(Pointing records)
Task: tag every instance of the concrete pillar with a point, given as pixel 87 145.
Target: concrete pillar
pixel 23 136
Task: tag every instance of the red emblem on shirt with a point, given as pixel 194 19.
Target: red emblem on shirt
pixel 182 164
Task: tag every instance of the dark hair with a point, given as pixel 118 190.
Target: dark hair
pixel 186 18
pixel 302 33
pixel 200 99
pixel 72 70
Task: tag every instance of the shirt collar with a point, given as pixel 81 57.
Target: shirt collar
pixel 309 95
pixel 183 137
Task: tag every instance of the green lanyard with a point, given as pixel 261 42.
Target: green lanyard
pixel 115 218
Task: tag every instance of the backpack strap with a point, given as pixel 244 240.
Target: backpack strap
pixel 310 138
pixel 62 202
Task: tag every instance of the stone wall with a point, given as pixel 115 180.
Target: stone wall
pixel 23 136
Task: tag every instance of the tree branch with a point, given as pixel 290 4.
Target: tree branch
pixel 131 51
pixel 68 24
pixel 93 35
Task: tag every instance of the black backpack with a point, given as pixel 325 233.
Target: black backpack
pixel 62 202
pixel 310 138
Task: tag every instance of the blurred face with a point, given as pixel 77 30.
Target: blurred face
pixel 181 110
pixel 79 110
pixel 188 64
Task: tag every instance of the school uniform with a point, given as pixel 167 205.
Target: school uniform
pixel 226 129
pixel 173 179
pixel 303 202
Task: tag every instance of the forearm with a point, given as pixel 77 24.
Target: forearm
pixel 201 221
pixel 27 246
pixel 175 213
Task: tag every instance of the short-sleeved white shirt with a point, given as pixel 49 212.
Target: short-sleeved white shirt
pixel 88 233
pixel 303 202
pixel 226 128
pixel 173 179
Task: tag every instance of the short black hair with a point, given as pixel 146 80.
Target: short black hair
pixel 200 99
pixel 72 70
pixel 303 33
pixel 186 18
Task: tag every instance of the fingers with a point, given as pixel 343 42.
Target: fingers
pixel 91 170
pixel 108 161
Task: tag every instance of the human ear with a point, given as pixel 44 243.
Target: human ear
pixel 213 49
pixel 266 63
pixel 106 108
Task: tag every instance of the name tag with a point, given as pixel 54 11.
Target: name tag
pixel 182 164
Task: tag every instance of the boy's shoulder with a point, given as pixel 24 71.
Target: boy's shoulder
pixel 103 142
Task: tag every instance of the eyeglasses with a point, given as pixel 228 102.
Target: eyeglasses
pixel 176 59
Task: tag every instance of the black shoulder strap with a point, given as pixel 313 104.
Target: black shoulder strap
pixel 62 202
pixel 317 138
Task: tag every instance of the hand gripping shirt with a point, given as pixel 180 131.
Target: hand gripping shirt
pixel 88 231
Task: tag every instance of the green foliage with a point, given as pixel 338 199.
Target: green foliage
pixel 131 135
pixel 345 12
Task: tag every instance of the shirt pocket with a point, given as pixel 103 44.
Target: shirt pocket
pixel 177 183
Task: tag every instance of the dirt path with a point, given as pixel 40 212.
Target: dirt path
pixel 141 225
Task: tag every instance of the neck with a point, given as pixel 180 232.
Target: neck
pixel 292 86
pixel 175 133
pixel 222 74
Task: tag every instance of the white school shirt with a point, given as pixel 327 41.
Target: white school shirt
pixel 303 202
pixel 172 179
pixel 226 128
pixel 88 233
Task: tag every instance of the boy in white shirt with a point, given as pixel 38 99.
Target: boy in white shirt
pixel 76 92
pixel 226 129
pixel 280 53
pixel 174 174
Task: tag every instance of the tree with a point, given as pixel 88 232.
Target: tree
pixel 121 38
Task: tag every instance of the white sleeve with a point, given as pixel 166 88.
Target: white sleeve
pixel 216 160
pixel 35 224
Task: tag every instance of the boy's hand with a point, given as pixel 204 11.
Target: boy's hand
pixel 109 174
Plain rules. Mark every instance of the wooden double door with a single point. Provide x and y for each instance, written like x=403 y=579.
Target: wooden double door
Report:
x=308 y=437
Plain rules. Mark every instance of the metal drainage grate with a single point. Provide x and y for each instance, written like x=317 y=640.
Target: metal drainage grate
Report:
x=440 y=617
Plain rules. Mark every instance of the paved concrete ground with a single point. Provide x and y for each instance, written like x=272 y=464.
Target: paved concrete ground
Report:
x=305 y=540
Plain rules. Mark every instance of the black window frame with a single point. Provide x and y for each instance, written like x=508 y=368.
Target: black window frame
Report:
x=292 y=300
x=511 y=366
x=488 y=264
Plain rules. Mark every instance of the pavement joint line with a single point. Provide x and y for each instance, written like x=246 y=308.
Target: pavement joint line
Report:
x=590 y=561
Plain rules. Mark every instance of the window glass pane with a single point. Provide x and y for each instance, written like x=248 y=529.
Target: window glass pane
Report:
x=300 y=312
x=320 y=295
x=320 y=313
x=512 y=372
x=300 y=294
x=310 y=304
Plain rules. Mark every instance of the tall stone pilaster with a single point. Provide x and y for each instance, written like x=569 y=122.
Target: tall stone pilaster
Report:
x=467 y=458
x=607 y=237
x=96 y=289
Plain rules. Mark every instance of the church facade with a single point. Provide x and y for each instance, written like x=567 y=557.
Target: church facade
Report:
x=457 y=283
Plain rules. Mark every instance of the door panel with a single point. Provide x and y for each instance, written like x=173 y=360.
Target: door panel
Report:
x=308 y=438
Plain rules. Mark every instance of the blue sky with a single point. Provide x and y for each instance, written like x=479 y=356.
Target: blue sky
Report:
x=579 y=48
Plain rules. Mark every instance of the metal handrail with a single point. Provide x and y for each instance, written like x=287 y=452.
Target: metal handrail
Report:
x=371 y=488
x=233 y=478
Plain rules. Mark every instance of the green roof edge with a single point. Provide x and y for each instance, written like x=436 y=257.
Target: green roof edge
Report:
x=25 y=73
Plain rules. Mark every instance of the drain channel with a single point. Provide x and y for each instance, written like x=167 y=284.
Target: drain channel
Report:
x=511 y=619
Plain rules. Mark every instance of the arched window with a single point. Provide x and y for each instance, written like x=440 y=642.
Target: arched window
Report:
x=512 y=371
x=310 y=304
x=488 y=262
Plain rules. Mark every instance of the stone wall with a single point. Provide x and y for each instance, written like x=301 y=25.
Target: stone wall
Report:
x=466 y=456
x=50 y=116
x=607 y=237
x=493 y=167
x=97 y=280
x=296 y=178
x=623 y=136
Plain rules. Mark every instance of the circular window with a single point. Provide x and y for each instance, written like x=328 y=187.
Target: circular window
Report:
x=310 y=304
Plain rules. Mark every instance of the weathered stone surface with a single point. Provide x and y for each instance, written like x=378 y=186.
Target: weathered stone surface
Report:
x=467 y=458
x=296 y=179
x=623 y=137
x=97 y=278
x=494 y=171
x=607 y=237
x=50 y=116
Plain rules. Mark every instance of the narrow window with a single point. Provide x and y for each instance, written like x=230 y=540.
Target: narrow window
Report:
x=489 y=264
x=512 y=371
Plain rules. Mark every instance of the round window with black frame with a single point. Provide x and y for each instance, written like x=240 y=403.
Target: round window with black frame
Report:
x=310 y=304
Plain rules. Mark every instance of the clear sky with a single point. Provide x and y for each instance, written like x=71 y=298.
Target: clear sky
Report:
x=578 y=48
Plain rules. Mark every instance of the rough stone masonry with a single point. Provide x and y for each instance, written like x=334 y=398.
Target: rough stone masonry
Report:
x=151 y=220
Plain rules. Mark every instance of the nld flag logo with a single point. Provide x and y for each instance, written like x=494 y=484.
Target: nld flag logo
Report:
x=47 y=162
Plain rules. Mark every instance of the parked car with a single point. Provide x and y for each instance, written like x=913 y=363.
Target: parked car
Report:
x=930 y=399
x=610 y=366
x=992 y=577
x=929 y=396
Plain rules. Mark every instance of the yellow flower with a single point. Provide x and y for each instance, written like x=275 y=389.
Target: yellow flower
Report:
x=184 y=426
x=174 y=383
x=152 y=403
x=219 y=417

Description of the task:
Copy the rows word for word, starting from the first one and continuing up to and including the line with "pixel 93 35".

Result of the task:
Task: tag every instance of the concrete pillar with a point, given as pixel 87 145.
Target: concrete pillar
pixel 23 136
Task: tag every instance of the red emblem on shirt with a point, given as pixel 194 19.
Target: red emblem on shirt
pixel 182 164
Task: tag every instance of the dark hair with a point, given as pixel 118 190.
Target: dark hair
pixel 186 18
pixel 302 33
pixel 200 99
pixel 72 70
Task: tag every instance of the shirt collar with a point, given as pixel 81 57.
Target: shirt collar
pixel 309 95
pixel 183 137
Task: tag every instance of the green lanyard with a point, given as pixel 261 42.
Target: green lanyard
pixel 115 218
Task: tag every instance of the backpack strap with a point, given as pixel 244 240.
Target: backpack strap
pixel 310 138
pixel 62 202
Task: tag every instance of the stone wall with a point, given as pixel 115 180.
Target: stone wall
pixel 23 136
Task: tag every instance of the tree branch with a point, given as pixel 290 4.
Target: tree branch
pixel 131 51
pixel 68 24
pixel 93 35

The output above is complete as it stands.